Exercise aim
Transcribe, word for word, the stretch of the wrongful-imprisonment account below from "The resulting charges" through "of hard labor.".

Text passage
________________________________________

The case involved an innocent man deprived of sleep and sufficient food for almost two days, periodically chained to a wall and threatened by police – all because he wouldn't confess to the murder of his wife, a crime he did not commit.  Despite recording in his police log that my client had continued to maintain his innocence, an officer falsely swore that he had obtained a confession. 

The resulting charges cost my client 8 months in jail.  During this time, the falsely accused man missed his wife's funeral and was evicted from his apartment.  All of his belongings were strewn out on the curb and taken by looters. 

The jury found that the officers acted with malice when, three months into the incarceration, they ignored DNA evidence clearing the accused of the crime.  Only when another detective insisted on testing the DNA against a serial rapist she had helped apprehend were the officers forced to slowly admit their mistake. 

The long-toiling, 48-year-old iron worker they had wrongly imprisoned was released, but had lost literally every possession except for the clothes on his back despite half a lifetime of hard labor. 

To make matters even worse, there was evidence that the officers ignored early in the investigation that should have led them to the true killer.  When police stopped investigating based on the false claim that they had their man, the real killer went on, while no one was watching, to rape six other women for which he was convicted.  This case shows the true victims of police misconduct are not just those immediately suffering the abuse, but all of us.

________________________________________

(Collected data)
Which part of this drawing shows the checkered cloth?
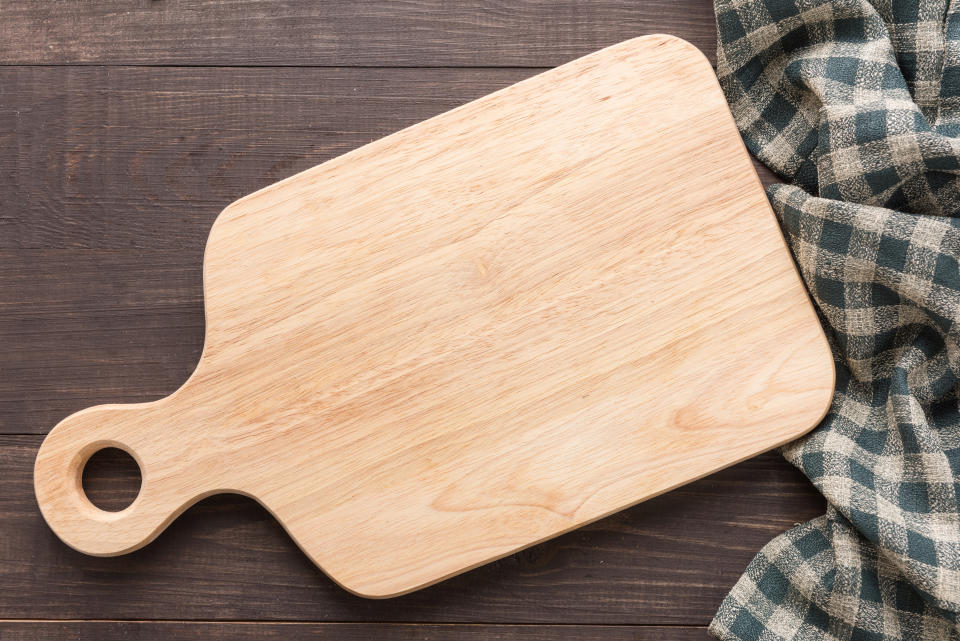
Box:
[710,0,960,641]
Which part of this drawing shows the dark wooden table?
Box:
[0,0,823,641]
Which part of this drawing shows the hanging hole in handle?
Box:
[81,447,143,512]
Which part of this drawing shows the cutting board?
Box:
[35,35,834,597]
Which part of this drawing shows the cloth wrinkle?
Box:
[710,0,960,641]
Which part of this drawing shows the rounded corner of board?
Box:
[614,33,713,64]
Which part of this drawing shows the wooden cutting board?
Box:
[35,35,834,597]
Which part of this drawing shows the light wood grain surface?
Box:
[35,36,833,597]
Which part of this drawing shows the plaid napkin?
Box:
[710,0,960,641]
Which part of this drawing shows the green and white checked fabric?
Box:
[710,0,960,641]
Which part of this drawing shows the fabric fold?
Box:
[710,0,960,641]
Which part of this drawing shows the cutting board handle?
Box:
[33,399,201,556]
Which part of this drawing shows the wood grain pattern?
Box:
[0,0,716,67]
[35,36,833,596]
[0,435,824,620]
[0,67,773,252]
[0,621,713,641]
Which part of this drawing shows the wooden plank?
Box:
[0,67,772,254]
[0,621,712,641]
[0,0,716,67]
[0,248,204,434]
[28,36,834,597]
[0,436,824,625]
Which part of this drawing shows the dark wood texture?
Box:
[0,0,716,67]
[0,621,712,641]
[0,67,772,434]
[0,0,823,641]
[0,435,824,625]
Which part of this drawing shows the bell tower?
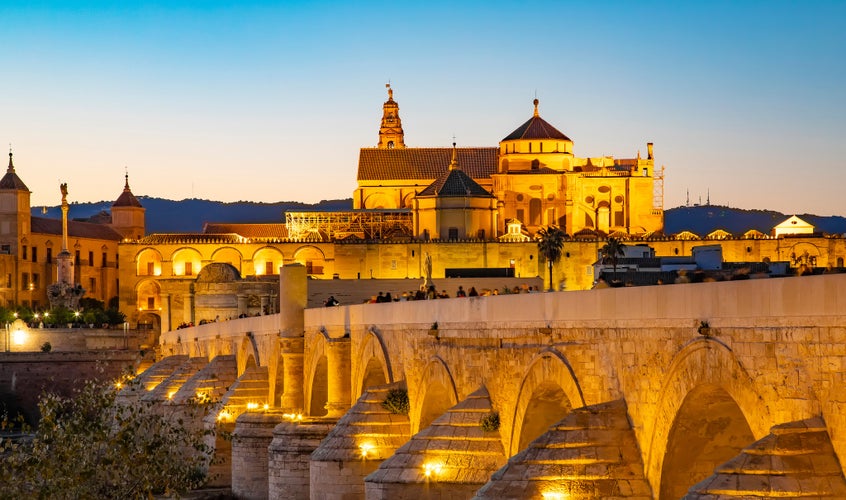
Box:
[376,83,405,149]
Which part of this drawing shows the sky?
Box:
[0,0,846,215]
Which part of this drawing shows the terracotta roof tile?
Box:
[503,116,570,141]
[358,147,499,181]
[30,217,123,241]
[203,222,288,239]
[138,233,247,245]
[417,168,493,198]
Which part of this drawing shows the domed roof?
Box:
[503,99,572,142]
[112,174,143,208]
[417,144,493,198]
[0,151,29,191]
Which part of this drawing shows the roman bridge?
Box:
[136,265,846,499]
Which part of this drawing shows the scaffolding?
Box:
[285,210,414,241]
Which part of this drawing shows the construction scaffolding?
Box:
[285,210,414,241]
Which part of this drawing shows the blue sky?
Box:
[0,1,846,215]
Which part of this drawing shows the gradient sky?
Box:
[0,0,846,215]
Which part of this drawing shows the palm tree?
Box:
[537,226,567,292]
[599,238,626,280]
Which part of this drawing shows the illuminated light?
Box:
[358,443,375,458]
[12,330,26,345]
[423,462,441,477]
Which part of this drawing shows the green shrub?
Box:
[479,411,499,432]
[382,389,409,415]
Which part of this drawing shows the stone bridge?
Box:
[135,266,846,499]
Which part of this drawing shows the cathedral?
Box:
[11,87,846,340]
[353,86,663,240]
[0,151,145,311]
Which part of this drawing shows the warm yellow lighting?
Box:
[12,330,26,345]
[358,443,375,458]
[423,462,441,477]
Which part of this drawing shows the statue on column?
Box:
[47,182,85,309]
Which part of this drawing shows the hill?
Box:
[32,196,846,236]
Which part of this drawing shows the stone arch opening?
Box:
[135,248,162,276]
[644,338,780,498]
[212,247,243,273]
[659,384,755,500]
[271,354,285,408]
[351,328,394,398]
[308,356,329,417]
[517,382,572,450]
[359,357,388,394]
[416,358,458,432]
[507,348,585,455]
[253,247,285,276]
[171,248,203,276]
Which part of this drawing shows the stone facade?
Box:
[134,274,846,498]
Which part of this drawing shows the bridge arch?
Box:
[352,328,394,399]
[645,338,772,498]
[411,356,458,434]
[303,331,329,417]
[236,333,261,377]
[509,348,585,456]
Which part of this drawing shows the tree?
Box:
[599,238,626,280]
[538,226,566,292]
[0,381,213,499]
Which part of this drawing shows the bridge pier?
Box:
[326,337,351,418]
[232,412,282,500]
[276,337,305,413]
[267,419,335,500]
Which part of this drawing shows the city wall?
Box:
[154,274,846,498]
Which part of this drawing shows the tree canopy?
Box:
[537,226,567,291]
[0,374,217,499]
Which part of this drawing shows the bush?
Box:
[382,389,409,415]
[479,412,499,432]
[0,376,213,499]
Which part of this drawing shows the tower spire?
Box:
[377,82,405,149]
[449,140,458,170]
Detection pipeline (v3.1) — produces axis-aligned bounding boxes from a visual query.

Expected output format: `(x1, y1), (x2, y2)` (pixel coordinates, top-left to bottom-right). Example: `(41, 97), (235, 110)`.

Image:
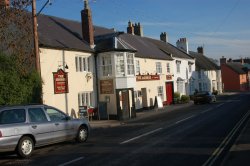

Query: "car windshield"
(0, 109), (26, 124)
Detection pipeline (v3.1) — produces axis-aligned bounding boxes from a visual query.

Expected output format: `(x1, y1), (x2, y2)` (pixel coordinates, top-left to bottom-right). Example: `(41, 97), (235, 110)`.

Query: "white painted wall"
(173, 58), (195, 95)
(135, 58), (174, 109)
(40, 48), (96, 115)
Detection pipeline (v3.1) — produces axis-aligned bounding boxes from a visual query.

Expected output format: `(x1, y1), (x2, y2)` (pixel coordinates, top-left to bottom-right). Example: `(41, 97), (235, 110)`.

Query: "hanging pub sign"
(53, 69), (69, 94)
(136, 75), (160, 81)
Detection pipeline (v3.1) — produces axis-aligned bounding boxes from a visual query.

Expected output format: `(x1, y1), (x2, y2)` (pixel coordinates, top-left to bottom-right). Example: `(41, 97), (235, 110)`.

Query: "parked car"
(193, 91), (216, 104)
(0, 105), (90, 158)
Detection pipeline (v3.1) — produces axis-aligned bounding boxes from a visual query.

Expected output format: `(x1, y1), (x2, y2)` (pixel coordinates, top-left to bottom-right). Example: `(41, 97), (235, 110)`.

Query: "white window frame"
(126, 53), (135, 75)
(155, 62), (162, 74)
(75, 56), (90, 72)
(136, 60), (141, 74)
(100, 56), (112, 76)
(157, 86), (164, 101)
(167, 63), (171, 73)
(115, 53), (125, 76)
(176, 61), (181, 73)
(78, 92), (93, 106)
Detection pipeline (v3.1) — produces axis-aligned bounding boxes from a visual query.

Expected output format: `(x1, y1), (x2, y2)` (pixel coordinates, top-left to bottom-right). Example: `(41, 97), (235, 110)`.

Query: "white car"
(0, 105), (90, 158)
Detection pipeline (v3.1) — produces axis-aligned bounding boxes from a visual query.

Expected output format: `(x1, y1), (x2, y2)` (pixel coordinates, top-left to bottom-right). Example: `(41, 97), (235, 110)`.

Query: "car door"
(28, 107), (55, 146)
(45, 107), (75, 141)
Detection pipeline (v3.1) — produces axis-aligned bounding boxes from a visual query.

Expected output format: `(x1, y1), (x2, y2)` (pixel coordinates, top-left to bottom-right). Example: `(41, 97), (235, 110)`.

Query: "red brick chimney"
(127, 21), (134, 35)
(220, 56), (227, 65)
(0, 0), (10, 9)
(160, 32), (168, 43)
(134, 22), (143, 36)
(197, 46), (204, 55)
(81, 0), (94, 48)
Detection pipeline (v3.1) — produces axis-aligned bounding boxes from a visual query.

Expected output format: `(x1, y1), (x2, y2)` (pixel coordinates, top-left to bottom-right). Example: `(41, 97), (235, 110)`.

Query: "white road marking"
(59, 157), (84, 166)
(202, 110), (250, 166)
(175, 115), (196, 124)
(120, 128), (163, 144)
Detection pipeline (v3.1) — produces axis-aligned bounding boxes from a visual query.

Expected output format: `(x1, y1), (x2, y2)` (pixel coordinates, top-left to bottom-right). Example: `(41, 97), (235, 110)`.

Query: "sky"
(37, 0), (250, 60)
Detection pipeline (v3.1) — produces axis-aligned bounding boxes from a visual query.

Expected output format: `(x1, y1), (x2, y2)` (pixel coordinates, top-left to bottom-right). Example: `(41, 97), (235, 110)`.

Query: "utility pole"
(32, 0), (41, 76)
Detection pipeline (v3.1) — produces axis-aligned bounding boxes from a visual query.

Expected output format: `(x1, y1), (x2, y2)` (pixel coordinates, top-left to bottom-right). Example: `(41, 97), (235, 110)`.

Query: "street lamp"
(32, 0), (51, 76)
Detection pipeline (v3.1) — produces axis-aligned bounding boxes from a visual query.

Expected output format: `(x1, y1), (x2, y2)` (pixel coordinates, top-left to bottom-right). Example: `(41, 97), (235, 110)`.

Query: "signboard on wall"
(136, 75), (160, 81)
(53, 69), (69, 94)
(100, 79), (114, 94)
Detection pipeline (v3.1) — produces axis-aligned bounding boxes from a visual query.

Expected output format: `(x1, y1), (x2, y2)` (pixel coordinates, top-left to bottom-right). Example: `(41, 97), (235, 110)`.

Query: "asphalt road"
(0, 94), (250, 166)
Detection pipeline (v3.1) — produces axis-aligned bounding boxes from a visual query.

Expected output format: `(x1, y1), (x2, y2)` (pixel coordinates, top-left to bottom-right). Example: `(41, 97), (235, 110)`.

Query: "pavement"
(90, 94), (250, 166)
(89, 101), (193, 129)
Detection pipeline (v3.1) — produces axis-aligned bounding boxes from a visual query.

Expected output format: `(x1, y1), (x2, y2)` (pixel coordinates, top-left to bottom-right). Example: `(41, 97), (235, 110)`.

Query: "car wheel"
(17, 136), (34, 158)
(76, 126), (89, 143)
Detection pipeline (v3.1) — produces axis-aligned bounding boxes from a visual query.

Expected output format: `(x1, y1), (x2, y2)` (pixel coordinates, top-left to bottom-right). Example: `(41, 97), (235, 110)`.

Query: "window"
(156, 62), (162, 74)
(28, 108), (48, 122)
(188, 64), (192, 73)
(136, 60), (141, 74)
(46, 108), (66, 121)
(198, 71), (201, 79)
(176, 61), (181, 73)
(0, 109), (26, 124)
(78, 92), (93, 106)
(167, 63), (170, 73)
(127, 53), (135, 75)
(75, 56), (90, 72)
(100, 56), (112, 76)
(116, 53), (125, 75)
(177, 78), (185, 94)
(157, 86), (163, 101)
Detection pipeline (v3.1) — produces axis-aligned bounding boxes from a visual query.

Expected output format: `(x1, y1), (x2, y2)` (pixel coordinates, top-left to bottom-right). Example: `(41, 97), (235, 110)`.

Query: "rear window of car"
(0, 109), (26, 124)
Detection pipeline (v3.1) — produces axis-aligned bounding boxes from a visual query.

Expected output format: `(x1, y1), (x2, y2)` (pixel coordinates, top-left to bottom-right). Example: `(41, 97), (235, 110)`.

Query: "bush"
(181, 95), (190, 103)
(174, 92), (181, 103)
(0, 53), (42, 105)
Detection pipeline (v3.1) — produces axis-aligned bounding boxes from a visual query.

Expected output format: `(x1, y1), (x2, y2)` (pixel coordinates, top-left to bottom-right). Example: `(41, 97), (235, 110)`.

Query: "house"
(147, 35), (195, 95)
(38, 3), (97, 116)
(189, 47), (222, 93)
(220, 57), (250, 92)
(95, 22), (173, 119)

________________________________________

Expected output
The resulting charges cost my client 8 months in jail.  During this time, the falsely accused man missed his wife's funeral and was evicted from his apartment.  All of his belongings were strewn out on the curb and taken by looters. 

The jury found that the officers acted with malice when, three months into the incarceration, they ignored DNA evidence clearing the accused of the crime.  Only when another detective insisted on testing the DNA against a serial rapist she had helped apprehend were the officers forced to slowly admit their mistake. 

The long-toiling, 48-year-old iron worker they had wrongly imprisoned was released, but had lost literally every possession except for the clothes on his back despite half a lifetime of hard labor.